§ **Your assignment**
What lines below include the string "scene"? Pick them out and copy them.

[Data excerpts]
:::::

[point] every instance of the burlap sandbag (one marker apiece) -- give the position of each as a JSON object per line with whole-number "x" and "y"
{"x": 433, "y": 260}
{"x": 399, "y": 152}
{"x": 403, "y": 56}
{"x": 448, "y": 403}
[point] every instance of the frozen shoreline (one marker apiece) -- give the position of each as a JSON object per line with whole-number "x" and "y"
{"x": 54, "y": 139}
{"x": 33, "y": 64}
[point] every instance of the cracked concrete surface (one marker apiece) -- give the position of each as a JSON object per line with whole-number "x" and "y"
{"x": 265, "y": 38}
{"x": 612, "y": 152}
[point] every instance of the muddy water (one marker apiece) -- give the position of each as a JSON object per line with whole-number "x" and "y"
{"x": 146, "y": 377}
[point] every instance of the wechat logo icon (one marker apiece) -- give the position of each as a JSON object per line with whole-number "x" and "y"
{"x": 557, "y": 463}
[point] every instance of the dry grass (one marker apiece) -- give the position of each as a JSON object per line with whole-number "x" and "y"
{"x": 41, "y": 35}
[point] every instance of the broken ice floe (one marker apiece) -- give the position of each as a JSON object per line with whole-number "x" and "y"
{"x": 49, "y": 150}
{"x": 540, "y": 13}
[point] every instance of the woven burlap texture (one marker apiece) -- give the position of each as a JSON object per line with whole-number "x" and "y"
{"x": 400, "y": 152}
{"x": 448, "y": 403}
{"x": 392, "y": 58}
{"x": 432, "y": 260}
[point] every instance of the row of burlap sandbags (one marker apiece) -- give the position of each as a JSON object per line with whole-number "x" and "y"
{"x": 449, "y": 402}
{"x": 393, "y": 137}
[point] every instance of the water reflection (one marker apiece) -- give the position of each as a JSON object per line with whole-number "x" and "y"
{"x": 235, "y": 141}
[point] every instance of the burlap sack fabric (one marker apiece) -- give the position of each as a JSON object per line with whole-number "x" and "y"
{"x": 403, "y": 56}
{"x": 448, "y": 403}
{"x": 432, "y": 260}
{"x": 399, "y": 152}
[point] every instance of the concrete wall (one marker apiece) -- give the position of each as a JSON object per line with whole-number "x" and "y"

:::::

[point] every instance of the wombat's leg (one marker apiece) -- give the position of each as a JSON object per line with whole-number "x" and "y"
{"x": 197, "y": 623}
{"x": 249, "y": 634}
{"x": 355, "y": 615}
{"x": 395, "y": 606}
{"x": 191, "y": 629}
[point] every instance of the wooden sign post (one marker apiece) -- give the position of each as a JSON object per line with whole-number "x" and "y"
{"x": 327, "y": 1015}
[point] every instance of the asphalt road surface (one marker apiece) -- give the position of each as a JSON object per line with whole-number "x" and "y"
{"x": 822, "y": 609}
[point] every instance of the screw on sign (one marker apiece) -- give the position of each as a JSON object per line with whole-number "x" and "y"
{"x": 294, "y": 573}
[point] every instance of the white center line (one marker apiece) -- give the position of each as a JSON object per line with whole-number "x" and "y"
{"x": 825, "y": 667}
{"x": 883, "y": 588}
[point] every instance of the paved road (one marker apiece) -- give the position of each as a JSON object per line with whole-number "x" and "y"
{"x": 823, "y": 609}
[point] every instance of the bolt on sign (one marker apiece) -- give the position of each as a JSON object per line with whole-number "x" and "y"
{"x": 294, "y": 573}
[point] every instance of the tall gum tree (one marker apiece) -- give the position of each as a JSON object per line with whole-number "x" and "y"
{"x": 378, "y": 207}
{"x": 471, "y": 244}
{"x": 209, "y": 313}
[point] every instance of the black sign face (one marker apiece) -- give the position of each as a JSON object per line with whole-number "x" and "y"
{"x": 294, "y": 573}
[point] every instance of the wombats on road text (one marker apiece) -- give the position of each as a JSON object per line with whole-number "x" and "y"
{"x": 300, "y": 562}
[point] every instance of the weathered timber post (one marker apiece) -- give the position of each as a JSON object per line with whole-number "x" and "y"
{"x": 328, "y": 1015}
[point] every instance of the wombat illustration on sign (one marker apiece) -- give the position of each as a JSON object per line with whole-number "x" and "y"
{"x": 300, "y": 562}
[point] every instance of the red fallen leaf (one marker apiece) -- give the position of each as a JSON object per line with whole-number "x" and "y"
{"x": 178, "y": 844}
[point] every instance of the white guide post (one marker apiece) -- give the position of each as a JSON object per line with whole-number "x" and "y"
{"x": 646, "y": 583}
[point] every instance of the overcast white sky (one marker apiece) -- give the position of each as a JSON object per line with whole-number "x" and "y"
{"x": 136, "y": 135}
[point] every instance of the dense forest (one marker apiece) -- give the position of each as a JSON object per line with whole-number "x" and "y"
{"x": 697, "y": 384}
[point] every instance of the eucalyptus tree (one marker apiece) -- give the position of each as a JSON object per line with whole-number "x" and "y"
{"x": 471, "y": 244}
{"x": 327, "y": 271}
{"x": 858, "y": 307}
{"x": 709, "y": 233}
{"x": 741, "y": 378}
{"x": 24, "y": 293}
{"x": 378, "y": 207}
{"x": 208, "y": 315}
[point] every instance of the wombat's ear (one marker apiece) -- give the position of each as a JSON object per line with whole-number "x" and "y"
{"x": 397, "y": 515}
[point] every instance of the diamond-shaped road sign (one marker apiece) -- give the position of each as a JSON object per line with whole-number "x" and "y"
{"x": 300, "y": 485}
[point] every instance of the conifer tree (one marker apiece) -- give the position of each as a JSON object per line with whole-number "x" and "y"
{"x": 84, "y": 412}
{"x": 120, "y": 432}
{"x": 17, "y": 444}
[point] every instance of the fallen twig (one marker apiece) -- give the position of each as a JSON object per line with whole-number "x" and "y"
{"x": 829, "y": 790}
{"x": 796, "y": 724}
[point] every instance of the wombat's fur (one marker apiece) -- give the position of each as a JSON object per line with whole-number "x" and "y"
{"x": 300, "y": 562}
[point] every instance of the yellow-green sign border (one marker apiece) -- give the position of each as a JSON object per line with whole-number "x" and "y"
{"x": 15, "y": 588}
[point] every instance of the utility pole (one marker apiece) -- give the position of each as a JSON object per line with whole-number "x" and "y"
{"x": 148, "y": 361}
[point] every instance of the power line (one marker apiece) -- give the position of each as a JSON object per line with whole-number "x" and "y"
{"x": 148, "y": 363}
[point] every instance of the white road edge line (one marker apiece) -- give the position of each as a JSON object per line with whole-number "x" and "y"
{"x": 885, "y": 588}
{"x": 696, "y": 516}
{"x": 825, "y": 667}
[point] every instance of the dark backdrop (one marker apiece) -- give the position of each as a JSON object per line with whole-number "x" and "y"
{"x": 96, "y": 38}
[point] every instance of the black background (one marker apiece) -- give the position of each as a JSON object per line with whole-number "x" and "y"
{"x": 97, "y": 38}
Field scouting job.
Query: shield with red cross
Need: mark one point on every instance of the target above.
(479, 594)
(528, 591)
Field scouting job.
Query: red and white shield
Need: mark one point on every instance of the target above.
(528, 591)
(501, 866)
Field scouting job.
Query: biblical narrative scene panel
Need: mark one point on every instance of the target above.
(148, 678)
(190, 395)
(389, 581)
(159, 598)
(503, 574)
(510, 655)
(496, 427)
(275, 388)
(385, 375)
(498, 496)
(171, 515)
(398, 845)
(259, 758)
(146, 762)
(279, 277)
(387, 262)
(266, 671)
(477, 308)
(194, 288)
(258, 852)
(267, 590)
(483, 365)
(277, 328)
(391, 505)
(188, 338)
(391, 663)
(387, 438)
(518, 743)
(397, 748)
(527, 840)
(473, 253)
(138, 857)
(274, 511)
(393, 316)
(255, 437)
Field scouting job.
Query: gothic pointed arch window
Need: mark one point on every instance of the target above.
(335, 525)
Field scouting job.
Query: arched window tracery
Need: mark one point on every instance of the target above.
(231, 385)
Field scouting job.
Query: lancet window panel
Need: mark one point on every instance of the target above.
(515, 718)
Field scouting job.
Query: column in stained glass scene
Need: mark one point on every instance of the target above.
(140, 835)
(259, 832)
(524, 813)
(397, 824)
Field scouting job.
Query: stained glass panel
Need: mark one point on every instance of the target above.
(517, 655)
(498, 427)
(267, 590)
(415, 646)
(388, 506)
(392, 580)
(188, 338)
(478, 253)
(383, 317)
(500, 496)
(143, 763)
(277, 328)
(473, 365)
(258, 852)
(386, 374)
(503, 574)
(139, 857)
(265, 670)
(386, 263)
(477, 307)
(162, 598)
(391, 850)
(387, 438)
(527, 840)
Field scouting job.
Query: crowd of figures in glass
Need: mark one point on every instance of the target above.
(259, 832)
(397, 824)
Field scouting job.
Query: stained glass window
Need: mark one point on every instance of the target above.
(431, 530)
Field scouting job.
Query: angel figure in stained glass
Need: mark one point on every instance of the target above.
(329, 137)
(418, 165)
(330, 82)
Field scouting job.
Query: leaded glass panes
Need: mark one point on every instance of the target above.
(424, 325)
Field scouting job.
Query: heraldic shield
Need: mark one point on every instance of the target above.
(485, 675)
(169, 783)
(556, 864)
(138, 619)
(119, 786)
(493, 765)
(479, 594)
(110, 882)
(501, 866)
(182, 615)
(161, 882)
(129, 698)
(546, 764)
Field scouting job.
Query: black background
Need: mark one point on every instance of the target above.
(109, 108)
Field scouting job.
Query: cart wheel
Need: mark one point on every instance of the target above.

:::::

§ **Task solution**
Query: biblical narrative scene panel
Query: column in stained glass scene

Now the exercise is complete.